__What needs to be done__.
Output only the lines from the one holding "Outline every instance of the white" to the end of the data below, please, copied exactly.

■ ■ ■ ■

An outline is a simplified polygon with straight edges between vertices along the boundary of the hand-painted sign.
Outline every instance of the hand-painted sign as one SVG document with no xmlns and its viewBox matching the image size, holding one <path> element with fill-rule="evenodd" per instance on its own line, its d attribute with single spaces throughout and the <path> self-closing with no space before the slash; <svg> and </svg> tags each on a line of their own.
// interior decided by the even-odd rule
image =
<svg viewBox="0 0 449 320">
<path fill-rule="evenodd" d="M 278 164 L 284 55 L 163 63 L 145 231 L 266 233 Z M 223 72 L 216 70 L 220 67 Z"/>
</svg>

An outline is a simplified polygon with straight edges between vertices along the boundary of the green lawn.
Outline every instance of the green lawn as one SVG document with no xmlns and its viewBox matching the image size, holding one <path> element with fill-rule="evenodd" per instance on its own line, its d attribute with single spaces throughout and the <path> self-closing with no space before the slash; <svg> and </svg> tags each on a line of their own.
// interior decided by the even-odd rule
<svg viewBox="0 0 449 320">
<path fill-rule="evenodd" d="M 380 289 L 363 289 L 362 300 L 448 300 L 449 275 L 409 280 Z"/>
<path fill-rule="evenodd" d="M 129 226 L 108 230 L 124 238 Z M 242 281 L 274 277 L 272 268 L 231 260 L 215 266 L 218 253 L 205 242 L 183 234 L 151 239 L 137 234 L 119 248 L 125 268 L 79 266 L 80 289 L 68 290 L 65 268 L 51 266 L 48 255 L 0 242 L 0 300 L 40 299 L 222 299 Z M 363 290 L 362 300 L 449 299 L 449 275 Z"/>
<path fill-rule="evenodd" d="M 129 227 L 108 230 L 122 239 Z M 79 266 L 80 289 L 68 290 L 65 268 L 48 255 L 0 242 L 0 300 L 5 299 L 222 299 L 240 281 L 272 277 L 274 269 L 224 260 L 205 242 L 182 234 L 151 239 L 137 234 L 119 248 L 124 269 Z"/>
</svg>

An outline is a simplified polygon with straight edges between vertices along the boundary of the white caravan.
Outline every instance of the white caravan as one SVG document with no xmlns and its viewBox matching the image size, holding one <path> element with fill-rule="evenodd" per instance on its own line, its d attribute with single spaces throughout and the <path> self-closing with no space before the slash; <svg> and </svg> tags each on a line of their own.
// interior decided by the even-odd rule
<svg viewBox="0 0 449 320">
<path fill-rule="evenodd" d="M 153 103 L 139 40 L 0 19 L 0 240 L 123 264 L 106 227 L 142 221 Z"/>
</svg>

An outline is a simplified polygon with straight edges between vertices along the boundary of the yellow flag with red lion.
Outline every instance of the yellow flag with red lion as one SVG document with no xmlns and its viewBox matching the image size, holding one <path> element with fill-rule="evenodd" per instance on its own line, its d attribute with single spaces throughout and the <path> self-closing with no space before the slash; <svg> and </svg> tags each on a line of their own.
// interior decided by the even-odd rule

■ ■ ■ ■

__The completed task__.
Outline every instance of the white caravan as one SVG document with no xmlns and its viewBox matching the image size, holding one <path> element with fill-rule="evenodd" per instance on its own line, its d attribute with single spaces throughout and the <path> self-closing with no space before the slash; <svg> and </svg> tags each on a line of their own.
// interior decided by the even-odd rule
<svg viewBox="0 0 449 320">
<path fill-rule="evenodd" d="M 153 103 L 139 40 L 0 19 L 0 240 L 123 264 L 106 227 L 142 221 Z"/>
</svg>

An outline is a simplified polygon with straight edges between vertices along the boundary of the yellow flag with red lion.
Outline every instance of the yellow flag with red lion as one SVG document with no xmlns and its viewBox matching the image size, holding one <path> element with fill-rule="evenodd" per instance on its own line, its d attribute with single spaces throughout and the <path> self-closing with no space before the slash; <svg> and </svg> tags each on a line of their own.
// interior decided by the even-odd rule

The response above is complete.